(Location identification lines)
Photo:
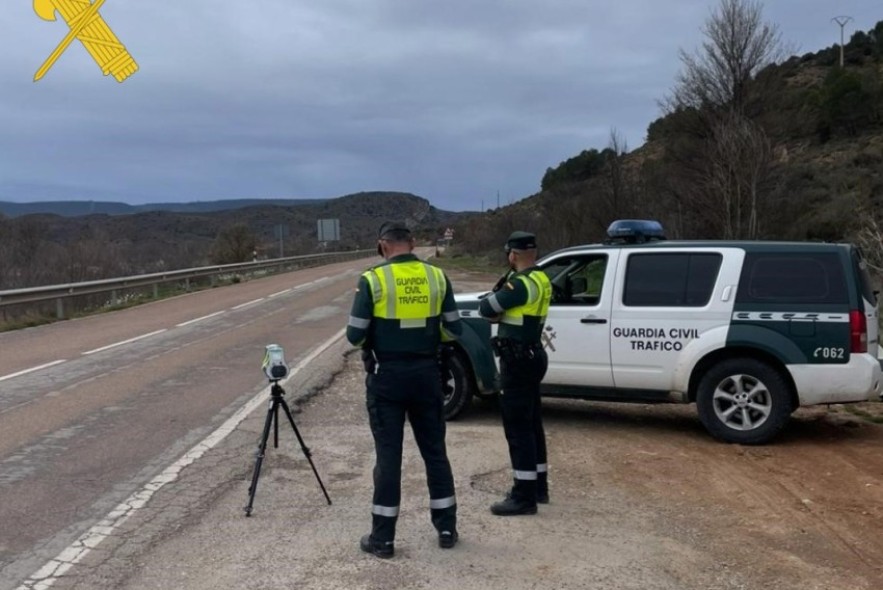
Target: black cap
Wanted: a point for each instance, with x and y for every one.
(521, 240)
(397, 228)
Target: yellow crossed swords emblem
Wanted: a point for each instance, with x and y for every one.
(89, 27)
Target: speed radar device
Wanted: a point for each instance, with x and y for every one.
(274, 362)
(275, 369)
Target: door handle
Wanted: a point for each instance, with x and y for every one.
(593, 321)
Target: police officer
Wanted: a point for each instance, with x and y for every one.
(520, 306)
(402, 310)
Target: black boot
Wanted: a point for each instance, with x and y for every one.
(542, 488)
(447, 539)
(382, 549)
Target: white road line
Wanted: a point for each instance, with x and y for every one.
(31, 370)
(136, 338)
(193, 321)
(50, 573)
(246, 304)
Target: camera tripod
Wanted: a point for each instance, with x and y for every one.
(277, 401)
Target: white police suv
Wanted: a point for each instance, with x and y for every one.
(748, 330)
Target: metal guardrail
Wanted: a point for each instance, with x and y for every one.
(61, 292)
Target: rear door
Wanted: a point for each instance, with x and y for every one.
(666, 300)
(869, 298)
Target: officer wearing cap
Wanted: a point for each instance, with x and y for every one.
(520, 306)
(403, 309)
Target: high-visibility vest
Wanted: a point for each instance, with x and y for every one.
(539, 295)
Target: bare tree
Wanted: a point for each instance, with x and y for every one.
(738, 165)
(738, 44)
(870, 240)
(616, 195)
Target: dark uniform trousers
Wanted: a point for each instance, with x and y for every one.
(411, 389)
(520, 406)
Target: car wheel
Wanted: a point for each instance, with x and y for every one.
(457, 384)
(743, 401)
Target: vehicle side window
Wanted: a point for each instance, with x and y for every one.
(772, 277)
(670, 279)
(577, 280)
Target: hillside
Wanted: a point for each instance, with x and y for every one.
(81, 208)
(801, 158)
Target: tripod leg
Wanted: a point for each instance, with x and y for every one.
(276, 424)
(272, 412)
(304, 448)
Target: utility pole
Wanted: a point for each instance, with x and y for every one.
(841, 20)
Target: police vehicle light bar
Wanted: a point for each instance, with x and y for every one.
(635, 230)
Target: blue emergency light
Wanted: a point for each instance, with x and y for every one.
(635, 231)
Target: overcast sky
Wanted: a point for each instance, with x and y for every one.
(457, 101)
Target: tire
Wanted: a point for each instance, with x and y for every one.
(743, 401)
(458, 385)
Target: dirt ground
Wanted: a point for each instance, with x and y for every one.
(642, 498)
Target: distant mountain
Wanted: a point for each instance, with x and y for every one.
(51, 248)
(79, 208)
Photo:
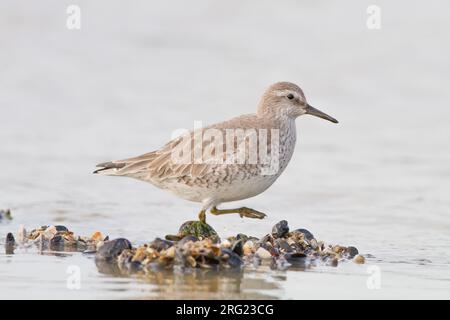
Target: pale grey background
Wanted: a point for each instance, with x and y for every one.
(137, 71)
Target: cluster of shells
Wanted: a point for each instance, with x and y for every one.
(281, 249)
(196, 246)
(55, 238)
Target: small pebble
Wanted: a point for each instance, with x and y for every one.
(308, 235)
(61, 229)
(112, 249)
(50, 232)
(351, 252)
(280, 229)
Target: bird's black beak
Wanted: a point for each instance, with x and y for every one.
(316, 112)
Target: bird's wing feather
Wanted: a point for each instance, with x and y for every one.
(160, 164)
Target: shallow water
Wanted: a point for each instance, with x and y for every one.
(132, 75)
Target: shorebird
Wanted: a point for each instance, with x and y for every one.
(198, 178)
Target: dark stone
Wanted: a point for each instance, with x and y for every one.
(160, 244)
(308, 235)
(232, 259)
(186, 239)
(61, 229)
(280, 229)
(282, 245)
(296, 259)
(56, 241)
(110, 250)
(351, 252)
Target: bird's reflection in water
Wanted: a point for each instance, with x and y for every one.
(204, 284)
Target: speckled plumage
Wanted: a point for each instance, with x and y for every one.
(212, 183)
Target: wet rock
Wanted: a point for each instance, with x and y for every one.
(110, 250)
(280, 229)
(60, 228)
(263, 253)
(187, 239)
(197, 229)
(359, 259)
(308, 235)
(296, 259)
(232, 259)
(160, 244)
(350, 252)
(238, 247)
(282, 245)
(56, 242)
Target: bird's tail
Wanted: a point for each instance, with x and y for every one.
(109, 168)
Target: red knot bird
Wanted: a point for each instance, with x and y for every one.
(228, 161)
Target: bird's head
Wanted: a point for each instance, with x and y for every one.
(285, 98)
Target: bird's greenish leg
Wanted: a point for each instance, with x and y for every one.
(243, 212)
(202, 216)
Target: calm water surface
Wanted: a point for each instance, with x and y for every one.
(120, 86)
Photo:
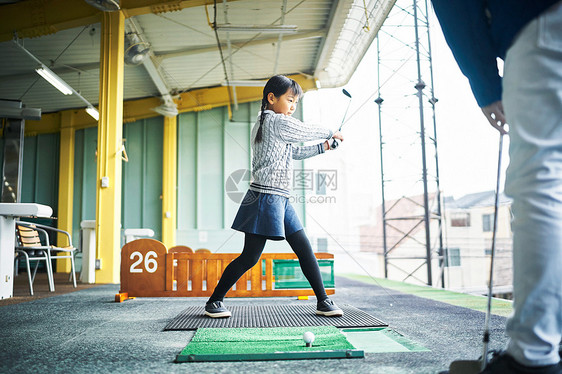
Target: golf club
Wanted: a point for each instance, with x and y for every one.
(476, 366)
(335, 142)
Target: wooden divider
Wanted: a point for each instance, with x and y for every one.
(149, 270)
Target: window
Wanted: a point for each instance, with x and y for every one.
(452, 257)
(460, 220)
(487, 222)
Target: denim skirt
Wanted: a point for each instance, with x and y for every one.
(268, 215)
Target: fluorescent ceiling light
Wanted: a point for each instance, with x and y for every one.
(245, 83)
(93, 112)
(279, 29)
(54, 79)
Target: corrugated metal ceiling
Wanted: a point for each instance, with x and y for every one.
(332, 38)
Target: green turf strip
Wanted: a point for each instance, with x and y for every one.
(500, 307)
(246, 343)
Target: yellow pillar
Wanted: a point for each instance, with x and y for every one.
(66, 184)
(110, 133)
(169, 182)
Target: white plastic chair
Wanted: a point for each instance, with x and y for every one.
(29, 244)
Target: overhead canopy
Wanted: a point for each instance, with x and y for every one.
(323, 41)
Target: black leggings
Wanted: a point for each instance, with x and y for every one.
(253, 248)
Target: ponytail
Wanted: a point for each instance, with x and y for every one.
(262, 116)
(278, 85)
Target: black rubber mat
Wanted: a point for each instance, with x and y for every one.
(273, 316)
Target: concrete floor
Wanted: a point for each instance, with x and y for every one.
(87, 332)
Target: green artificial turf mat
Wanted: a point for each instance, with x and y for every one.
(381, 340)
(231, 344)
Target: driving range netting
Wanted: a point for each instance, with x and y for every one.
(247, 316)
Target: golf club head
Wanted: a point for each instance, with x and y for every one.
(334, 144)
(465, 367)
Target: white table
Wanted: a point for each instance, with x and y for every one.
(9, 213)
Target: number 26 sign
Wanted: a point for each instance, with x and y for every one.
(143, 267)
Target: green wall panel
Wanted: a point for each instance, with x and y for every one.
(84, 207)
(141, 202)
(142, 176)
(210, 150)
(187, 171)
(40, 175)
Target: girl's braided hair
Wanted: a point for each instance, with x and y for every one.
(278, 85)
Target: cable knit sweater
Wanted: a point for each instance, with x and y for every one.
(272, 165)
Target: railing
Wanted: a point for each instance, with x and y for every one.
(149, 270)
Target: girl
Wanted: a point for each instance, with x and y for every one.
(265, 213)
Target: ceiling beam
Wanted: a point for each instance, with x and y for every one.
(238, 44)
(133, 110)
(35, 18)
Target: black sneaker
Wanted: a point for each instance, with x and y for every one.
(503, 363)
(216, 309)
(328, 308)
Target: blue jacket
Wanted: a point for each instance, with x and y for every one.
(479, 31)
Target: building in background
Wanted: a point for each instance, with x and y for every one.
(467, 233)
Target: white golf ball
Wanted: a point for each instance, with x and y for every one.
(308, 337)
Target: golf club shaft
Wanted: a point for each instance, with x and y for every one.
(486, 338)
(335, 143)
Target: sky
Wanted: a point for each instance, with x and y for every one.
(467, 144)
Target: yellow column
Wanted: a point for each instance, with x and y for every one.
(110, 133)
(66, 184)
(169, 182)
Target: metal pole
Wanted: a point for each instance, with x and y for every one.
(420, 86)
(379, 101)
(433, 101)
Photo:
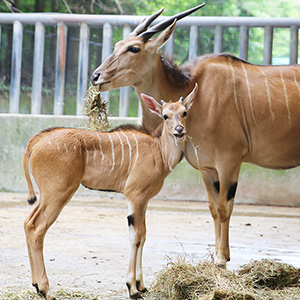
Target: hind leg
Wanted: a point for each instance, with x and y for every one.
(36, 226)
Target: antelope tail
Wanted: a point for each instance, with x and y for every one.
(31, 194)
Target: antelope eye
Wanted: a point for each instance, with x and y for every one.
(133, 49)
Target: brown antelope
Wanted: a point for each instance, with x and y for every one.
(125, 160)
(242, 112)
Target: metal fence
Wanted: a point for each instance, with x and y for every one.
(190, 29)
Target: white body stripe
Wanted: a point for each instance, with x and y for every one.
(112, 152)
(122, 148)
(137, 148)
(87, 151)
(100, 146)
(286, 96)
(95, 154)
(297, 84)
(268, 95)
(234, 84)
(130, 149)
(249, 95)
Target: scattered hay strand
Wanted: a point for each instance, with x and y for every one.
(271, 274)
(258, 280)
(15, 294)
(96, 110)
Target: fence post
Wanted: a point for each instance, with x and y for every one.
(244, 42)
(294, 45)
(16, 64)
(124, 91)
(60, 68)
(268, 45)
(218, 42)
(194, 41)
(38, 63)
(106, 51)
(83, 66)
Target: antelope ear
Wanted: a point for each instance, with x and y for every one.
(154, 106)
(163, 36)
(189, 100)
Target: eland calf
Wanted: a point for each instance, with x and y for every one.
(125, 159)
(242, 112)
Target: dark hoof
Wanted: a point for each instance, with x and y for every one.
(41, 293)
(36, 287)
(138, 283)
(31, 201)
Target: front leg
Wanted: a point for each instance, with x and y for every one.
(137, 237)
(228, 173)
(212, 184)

* * *

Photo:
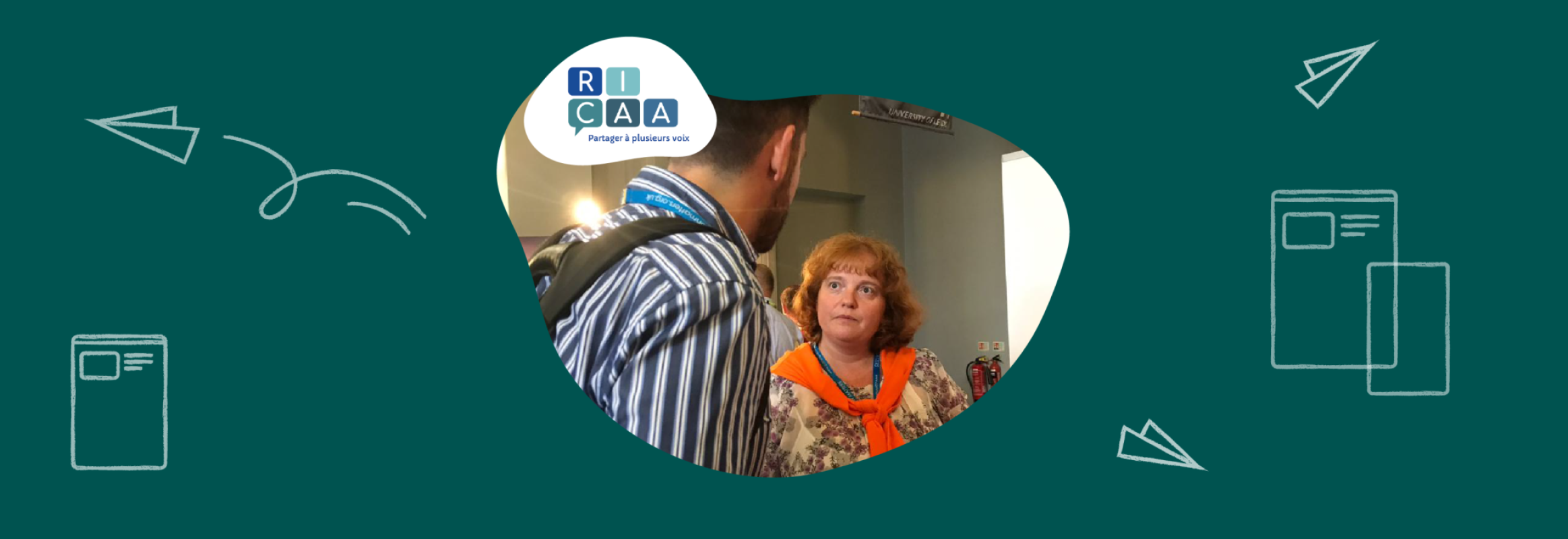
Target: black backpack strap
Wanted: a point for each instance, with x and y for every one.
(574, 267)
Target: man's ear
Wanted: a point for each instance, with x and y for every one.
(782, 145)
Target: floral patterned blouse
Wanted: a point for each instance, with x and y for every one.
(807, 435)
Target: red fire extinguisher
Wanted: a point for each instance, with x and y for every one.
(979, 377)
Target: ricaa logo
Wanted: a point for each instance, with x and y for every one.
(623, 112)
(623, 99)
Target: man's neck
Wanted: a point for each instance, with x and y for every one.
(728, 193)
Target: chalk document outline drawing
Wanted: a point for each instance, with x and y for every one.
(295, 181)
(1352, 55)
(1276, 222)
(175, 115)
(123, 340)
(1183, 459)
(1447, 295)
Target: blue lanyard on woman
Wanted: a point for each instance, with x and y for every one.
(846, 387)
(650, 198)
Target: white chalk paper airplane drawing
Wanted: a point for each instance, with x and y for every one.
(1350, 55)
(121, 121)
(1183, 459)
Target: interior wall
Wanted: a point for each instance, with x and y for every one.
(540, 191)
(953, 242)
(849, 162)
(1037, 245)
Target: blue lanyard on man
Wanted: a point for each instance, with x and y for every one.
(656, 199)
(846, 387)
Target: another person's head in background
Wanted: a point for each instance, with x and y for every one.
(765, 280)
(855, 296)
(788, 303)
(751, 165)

--

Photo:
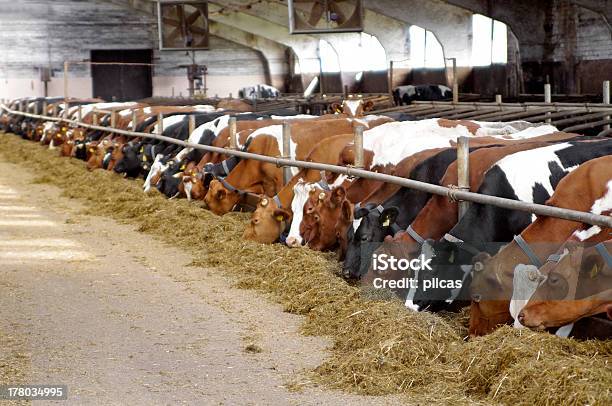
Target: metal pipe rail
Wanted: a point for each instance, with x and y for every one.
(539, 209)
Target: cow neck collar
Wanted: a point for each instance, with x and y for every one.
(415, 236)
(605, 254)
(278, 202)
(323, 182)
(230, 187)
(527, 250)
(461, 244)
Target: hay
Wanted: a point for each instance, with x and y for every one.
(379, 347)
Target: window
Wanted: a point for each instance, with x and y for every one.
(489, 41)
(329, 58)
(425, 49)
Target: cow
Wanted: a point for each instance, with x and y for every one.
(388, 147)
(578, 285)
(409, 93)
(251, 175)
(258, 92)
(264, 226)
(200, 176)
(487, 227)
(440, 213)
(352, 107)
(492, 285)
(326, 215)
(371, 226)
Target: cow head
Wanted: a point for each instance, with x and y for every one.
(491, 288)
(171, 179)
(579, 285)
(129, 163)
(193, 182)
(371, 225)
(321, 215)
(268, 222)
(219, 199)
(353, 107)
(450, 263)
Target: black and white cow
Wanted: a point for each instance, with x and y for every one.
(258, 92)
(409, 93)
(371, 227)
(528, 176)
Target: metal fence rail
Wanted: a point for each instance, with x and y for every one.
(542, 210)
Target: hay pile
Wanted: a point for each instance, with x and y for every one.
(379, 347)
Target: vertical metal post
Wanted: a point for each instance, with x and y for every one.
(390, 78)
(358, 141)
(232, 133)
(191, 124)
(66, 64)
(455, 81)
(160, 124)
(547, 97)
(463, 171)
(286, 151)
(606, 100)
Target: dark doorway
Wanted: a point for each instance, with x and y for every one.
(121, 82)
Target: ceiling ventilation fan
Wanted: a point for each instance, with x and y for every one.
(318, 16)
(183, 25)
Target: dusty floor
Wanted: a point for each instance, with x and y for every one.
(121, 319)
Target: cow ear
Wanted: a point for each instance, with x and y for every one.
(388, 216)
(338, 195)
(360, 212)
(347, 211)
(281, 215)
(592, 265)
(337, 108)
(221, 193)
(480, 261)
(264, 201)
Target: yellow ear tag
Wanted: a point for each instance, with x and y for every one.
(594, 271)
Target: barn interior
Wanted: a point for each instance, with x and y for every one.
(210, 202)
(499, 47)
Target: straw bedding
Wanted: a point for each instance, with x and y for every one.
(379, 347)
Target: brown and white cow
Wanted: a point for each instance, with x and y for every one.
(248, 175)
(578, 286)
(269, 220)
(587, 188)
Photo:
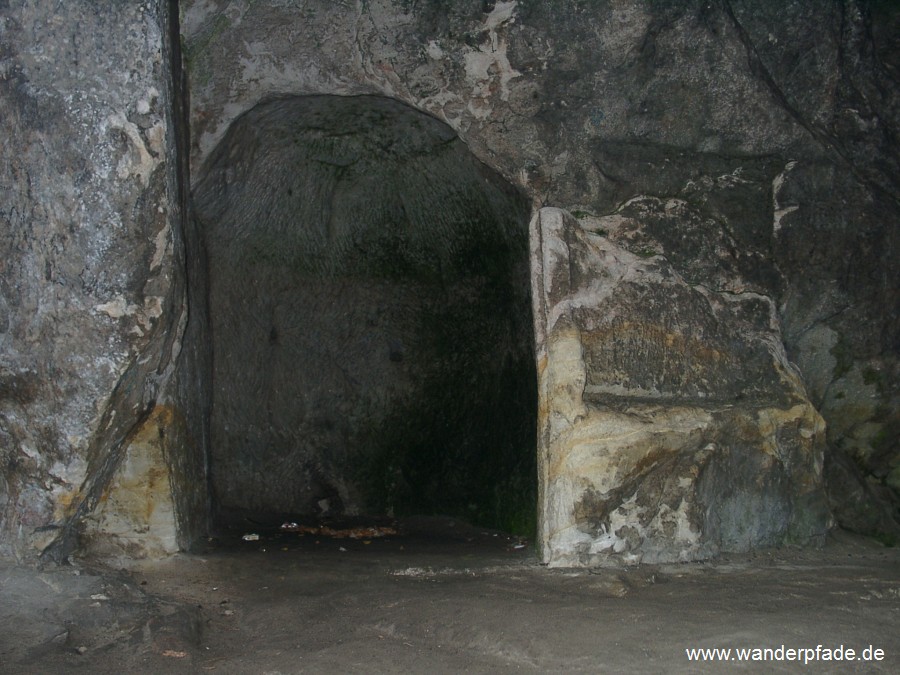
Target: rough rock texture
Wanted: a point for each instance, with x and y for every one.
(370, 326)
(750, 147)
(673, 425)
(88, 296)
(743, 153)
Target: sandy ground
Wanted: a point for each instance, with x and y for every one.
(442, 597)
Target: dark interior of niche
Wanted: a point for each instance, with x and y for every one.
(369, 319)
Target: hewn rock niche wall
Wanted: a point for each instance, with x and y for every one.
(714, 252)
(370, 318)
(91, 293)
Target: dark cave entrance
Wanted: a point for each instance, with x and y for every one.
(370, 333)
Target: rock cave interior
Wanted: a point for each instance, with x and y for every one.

SET TASK>
Please reproduce the lines above word for word, from the line with "Target: white chalk paper airplane drawing" to the line with "(1037, 245)", including both of those lines.

TASK RESULT>
Target: white chalk paper airplane drawing
Wanted: a point for each instance, with x and y for every one.
(1350, 55)
(121, 121)
(1183, 459)
Target: interior wall
Wanted: a point for each instance, with x and y for every one.
(540, 191)
(953, 242)
(849, 162)
(1037, 245)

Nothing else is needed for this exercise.